* [Exercise objective] Pick out each line in the rows below that contains the word "flagpole", and copy those lines.

■ ■ ■ ■

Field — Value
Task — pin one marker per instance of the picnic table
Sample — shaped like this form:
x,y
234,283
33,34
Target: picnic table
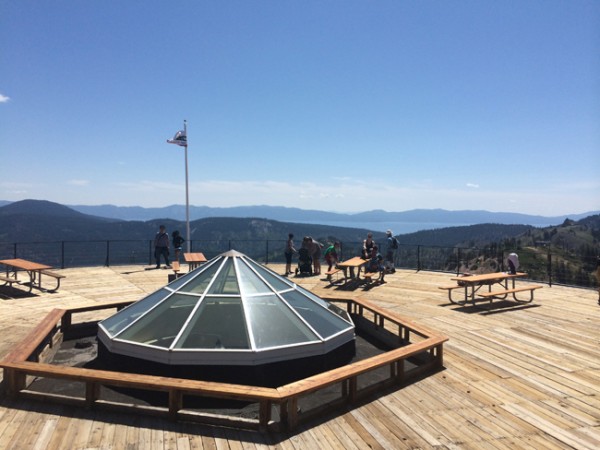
x,y
34,271
471,285
353,263
194,259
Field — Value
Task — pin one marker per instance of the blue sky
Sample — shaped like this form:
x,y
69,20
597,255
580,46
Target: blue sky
x,y
333,105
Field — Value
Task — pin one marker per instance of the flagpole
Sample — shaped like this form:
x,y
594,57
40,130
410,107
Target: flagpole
x,y
187,194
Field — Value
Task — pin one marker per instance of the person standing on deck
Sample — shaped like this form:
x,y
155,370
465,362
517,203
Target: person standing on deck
x,y
390,252
161,247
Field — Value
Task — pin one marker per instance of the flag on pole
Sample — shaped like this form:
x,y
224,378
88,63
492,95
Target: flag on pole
x,y
180,139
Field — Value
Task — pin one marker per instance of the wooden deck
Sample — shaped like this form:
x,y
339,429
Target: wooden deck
x,y
517,376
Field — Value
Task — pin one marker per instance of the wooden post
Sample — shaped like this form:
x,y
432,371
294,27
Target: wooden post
x,y
92,393
264,415
175,403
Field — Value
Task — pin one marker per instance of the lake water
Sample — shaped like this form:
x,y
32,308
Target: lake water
x,y
403,227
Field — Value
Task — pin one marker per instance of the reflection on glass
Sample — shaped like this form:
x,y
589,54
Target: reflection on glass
x,y
273,324
115,324
324,322
218,323
200,282
161,325
225,282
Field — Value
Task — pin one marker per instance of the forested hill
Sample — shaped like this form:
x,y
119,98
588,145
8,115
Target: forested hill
x,y
42,221
466,236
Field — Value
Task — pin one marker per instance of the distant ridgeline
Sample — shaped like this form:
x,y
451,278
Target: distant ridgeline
x,y
574,245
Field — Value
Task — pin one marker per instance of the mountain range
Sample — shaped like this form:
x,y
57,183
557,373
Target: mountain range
x,y
439,217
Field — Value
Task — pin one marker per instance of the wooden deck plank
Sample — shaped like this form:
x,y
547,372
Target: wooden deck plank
x,y
518,378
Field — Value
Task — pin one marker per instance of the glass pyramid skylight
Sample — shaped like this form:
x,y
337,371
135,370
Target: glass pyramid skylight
x,y
230,311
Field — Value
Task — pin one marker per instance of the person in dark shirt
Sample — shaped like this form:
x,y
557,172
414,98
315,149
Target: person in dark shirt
x,y
161,247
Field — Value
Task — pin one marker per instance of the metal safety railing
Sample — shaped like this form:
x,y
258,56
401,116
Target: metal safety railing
x,y
541,263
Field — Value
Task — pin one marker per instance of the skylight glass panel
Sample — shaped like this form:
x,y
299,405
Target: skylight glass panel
x,y
115,324
325,304
198,283
218,323
250,282
225,282
279,284
161,325
273,324
321,319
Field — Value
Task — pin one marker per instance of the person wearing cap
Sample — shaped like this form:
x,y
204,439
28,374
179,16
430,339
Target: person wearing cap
x,y
391,246
368,246
161,247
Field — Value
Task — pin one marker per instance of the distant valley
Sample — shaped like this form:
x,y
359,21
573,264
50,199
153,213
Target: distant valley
x,y
376,220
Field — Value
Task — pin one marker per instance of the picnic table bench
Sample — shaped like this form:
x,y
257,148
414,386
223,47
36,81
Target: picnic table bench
x,y
34,270
471,285
194,259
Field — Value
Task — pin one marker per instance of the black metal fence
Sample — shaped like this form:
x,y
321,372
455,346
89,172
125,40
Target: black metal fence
x,y
541,264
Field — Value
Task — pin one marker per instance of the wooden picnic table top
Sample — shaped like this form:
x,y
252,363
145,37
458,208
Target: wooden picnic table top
x,y
481,278
357,261
24,264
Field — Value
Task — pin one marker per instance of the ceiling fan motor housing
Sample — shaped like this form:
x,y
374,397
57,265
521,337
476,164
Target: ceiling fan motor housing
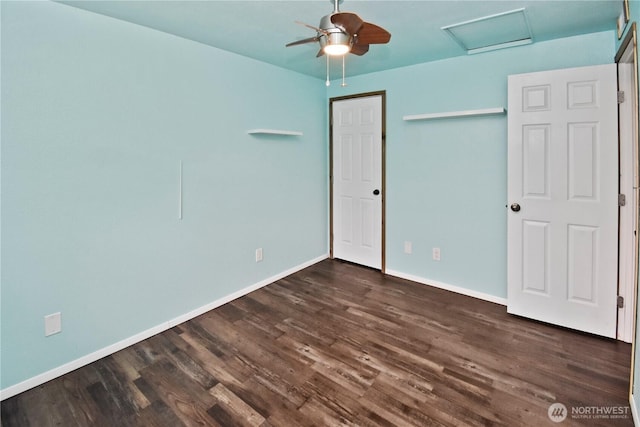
x,y
332,34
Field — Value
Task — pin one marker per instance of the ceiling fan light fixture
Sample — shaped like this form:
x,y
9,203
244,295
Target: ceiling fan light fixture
x,y
337,44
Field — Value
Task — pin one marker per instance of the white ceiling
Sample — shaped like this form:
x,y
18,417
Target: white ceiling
x,y
260,29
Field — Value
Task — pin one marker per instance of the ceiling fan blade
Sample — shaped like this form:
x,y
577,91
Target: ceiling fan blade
x,y
359,49
372,34
349,22
303,41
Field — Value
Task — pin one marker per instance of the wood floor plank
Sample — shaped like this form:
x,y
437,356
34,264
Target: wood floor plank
x,y
341,345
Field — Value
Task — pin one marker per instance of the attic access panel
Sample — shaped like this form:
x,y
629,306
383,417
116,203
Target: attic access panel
x,y
492,32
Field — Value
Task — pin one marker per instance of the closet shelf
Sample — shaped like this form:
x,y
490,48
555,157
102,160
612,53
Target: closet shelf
x,y
274,132
463,113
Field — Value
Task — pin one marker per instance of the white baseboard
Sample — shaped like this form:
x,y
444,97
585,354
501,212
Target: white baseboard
x,y
445,286
110,349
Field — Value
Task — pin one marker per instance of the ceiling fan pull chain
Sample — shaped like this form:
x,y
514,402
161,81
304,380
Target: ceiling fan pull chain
x,y
344,83
328,82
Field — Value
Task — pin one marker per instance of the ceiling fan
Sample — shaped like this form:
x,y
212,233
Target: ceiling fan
x,y
340,33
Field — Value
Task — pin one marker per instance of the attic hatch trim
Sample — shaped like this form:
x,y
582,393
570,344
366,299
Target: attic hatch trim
x,y
518,36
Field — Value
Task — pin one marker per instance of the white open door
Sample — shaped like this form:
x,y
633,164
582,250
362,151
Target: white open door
x,y
357,180
563,197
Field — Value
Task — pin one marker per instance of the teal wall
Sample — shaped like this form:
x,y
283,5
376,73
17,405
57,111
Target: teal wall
x,y
96,116
447,179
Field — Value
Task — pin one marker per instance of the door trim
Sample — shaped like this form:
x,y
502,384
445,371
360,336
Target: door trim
x,y
630,41
383,95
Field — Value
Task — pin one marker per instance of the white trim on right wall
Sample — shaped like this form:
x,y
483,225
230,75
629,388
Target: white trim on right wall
x,y
447,287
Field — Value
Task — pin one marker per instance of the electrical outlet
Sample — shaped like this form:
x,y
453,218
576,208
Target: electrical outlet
x,y
52,324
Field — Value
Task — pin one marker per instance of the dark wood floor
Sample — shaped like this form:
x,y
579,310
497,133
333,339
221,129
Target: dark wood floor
x,y
337,344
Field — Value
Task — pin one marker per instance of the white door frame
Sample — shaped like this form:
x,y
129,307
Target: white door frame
x,y
626,58
382,94
628,262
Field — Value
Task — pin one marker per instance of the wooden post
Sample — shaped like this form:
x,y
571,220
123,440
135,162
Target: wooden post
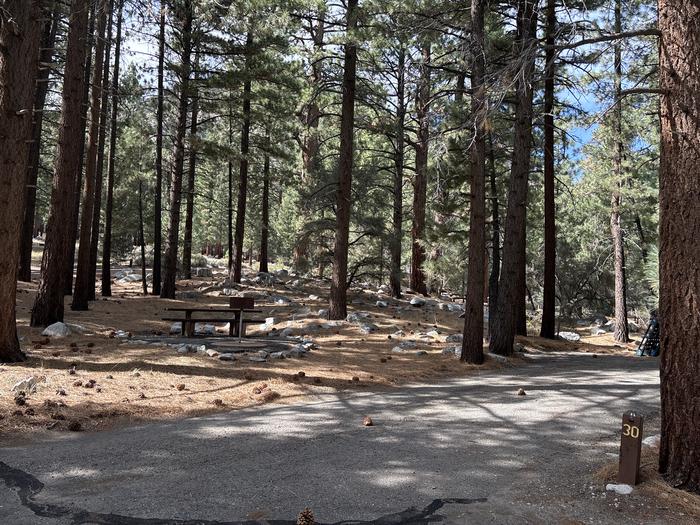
x,y
630,448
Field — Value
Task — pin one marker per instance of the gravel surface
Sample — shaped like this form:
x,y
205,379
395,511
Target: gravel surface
x,y
463,451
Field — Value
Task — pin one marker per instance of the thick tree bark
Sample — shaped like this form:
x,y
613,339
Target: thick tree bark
x,y
20,37
548,327
679,298
157,214
420,181
70,261
265,205
338,295
495,239
81,293
239,233
395,271
184,15
310,145
473,334
191,172
104,115
511,288
48,40
48,305
621,333
107,241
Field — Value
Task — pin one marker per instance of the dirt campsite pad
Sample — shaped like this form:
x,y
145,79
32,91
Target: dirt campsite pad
x,y
120,365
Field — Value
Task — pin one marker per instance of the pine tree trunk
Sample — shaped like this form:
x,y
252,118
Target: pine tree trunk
x,y
621,333
48,305
420,181
679,298
265,206
399,157
191,172
48,40
81,293
495,239
511,288
311,144
548,327
473,334
142,241
104,115
239,232
20,37
70,262
184,15
338,295
107,241
157,214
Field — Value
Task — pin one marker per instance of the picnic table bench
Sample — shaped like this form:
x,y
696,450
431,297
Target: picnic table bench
x,y
236,318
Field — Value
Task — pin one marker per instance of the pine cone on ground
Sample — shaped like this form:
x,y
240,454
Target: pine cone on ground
x,y
306,517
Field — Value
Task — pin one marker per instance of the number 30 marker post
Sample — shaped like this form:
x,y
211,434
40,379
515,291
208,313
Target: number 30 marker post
x,y
630,448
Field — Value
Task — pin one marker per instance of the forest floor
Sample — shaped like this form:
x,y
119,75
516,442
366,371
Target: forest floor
x,y
95,381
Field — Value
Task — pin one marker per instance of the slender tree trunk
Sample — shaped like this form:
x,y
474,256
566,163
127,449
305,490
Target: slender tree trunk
x,y
20,38
82,287
184,15
236,271
621,333
511,288
311,144
679,297
495,239
343,204
395,271
548,327
104,115
48,305
70,262
107,241
191,172
48,40
473,334
229,220
265,205
158,212
142,241
420,181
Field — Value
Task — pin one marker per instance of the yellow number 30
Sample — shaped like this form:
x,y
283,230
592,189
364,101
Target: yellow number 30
x,y
629,430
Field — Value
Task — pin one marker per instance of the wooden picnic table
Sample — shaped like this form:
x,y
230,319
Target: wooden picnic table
x,y
236,322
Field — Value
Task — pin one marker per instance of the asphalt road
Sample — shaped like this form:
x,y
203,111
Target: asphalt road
x,y
462,451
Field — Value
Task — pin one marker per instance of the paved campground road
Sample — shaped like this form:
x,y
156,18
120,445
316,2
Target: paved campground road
x,y
463,451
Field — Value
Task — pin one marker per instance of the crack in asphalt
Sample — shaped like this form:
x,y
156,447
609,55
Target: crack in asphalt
x,y
28,487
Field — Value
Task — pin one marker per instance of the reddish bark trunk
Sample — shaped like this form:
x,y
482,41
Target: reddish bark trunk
x,y
20,35
338,294
679,300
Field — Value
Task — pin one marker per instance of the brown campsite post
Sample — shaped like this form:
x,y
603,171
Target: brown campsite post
x,y
630,448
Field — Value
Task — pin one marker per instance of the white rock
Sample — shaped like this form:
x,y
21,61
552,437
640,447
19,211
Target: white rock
x,y
619,488
29,385
572,337
652,441
56,330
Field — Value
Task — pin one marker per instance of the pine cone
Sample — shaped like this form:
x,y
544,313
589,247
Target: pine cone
x,y
306,517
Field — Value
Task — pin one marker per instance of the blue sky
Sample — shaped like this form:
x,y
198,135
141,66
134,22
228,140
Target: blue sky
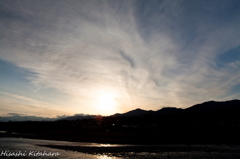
x,y
105,57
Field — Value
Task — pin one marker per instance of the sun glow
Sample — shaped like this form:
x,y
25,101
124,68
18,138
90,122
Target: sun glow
x,y
106,103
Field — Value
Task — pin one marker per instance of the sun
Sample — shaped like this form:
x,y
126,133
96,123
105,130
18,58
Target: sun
x,y
106,103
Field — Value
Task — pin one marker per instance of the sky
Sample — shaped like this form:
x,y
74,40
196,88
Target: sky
x,y
60,58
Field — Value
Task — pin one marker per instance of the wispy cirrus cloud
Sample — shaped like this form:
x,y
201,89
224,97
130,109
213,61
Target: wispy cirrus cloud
x,y
149,54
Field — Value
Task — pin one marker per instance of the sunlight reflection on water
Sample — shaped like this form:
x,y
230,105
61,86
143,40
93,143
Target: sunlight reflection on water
x,y
203,151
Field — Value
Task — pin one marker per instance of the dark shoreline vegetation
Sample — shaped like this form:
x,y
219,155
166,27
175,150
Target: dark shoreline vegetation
x,y
207,123
154,151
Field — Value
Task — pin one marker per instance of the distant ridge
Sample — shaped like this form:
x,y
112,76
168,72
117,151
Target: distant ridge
x,y
206,107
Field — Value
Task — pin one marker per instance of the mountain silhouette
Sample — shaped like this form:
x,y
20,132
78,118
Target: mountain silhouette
x,y
232,106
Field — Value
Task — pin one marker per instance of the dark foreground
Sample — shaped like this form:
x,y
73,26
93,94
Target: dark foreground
x,y
158,151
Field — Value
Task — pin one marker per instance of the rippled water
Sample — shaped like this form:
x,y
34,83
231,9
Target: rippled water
x,y
195,151
30,146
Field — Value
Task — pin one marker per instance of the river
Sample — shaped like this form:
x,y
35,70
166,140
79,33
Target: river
x,y
29,148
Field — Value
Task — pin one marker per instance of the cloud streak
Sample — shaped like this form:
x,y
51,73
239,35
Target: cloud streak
x,y
149,54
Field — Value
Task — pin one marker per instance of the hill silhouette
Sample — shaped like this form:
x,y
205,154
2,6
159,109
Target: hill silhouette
x,y
230,107
206,123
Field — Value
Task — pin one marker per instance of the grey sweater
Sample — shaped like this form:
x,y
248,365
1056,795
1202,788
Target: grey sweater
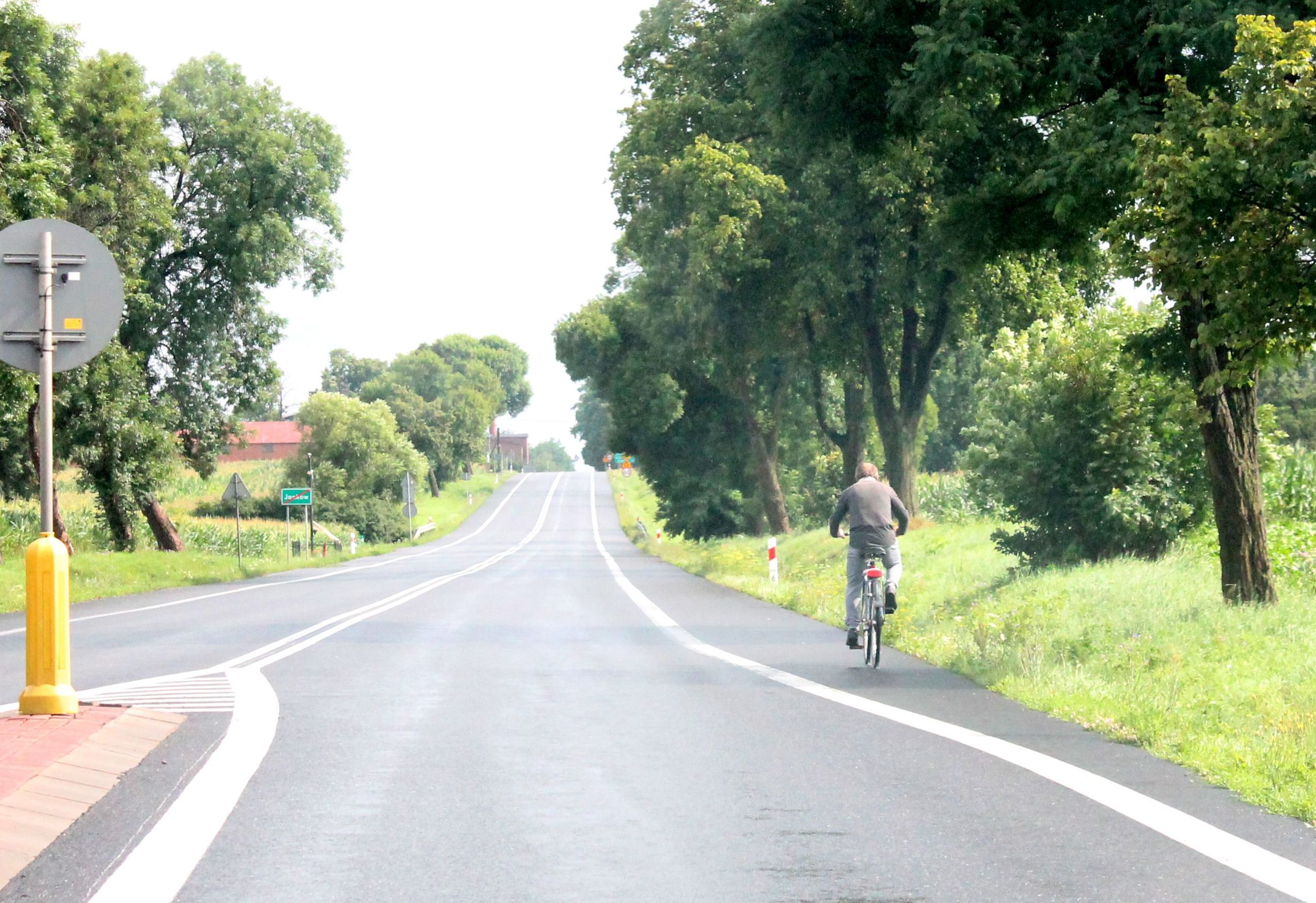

■ ■ ■ ■

* [Solution]
Task — pin one marker per instance of the flagpole
Target: flagpole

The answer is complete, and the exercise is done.